• **Data to process**:
_ _ _ _ _

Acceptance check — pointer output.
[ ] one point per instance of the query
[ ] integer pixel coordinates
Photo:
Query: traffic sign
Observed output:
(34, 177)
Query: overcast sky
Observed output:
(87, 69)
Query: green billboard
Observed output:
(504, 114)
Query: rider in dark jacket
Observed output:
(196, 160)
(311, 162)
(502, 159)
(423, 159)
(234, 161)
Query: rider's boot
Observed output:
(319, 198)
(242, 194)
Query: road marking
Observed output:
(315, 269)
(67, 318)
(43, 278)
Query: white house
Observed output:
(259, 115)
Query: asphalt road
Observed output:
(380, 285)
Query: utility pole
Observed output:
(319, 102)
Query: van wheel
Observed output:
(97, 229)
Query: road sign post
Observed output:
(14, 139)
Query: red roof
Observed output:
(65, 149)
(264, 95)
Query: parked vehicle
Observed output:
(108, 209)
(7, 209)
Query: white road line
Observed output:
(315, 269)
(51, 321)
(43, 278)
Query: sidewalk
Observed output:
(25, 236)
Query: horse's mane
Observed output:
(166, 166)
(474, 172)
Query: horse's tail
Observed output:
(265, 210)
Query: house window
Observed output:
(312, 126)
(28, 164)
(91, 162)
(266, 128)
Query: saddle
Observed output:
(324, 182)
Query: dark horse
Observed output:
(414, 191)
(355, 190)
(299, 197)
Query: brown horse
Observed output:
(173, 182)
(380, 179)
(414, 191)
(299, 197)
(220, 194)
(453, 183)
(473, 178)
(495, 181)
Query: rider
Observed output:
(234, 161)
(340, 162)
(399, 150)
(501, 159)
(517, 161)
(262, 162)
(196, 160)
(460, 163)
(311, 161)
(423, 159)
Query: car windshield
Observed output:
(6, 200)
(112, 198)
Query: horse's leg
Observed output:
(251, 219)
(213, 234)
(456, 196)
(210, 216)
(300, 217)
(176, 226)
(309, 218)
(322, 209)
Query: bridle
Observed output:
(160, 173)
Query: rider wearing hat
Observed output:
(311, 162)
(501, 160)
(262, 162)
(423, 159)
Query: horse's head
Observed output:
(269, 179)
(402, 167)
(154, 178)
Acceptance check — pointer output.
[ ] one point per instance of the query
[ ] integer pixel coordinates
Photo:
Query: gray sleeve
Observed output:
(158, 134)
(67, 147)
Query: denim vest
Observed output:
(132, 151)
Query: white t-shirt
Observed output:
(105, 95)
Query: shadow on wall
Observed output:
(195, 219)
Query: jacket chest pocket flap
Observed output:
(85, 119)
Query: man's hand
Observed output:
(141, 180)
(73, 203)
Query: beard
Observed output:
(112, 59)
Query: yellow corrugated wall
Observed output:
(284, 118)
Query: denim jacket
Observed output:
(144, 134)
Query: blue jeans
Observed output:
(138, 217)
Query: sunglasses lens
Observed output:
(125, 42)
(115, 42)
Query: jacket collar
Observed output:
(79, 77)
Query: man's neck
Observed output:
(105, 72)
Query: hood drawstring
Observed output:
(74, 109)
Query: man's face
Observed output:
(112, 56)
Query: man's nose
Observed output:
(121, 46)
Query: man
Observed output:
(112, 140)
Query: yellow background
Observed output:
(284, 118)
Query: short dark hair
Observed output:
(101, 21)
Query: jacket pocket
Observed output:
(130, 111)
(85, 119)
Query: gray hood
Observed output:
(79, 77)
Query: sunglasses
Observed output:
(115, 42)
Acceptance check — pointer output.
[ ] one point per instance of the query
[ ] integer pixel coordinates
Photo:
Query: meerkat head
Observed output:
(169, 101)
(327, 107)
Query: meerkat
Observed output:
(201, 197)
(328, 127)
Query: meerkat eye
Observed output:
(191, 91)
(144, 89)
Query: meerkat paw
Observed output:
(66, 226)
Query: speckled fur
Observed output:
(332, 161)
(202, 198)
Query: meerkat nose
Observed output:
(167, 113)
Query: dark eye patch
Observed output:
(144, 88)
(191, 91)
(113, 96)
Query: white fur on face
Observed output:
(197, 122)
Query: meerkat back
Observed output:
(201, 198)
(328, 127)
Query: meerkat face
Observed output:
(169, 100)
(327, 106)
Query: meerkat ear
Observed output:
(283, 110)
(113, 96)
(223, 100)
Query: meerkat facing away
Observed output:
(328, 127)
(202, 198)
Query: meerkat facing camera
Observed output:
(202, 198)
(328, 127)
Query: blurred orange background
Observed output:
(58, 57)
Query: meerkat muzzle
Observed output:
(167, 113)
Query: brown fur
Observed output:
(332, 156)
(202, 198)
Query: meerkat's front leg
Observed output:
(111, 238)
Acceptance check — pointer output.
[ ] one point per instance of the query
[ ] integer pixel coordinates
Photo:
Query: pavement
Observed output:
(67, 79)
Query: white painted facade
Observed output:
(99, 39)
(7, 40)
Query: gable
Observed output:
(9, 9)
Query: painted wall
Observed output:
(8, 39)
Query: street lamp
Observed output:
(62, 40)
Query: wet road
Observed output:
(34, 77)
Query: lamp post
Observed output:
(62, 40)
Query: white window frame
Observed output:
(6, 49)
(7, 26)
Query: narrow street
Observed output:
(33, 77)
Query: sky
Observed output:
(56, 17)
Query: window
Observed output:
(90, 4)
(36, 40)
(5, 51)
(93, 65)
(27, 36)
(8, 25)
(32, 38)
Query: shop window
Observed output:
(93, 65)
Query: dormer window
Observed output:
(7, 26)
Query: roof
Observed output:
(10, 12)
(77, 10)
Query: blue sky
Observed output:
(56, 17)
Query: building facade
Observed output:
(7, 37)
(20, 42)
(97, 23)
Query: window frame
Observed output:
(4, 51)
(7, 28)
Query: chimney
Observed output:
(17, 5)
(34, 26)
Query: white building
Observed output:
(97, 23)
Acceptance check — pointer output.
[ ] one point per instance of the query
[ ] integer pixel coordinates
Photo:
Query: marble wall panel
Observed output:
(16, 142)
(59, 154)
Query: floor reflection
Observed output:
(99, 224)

_ _ _ _ _

• **Task instructions**:
From the listing, copy every line where the string "post" appears.

• **Finished task**:
Query: road sign post
Query: lamp post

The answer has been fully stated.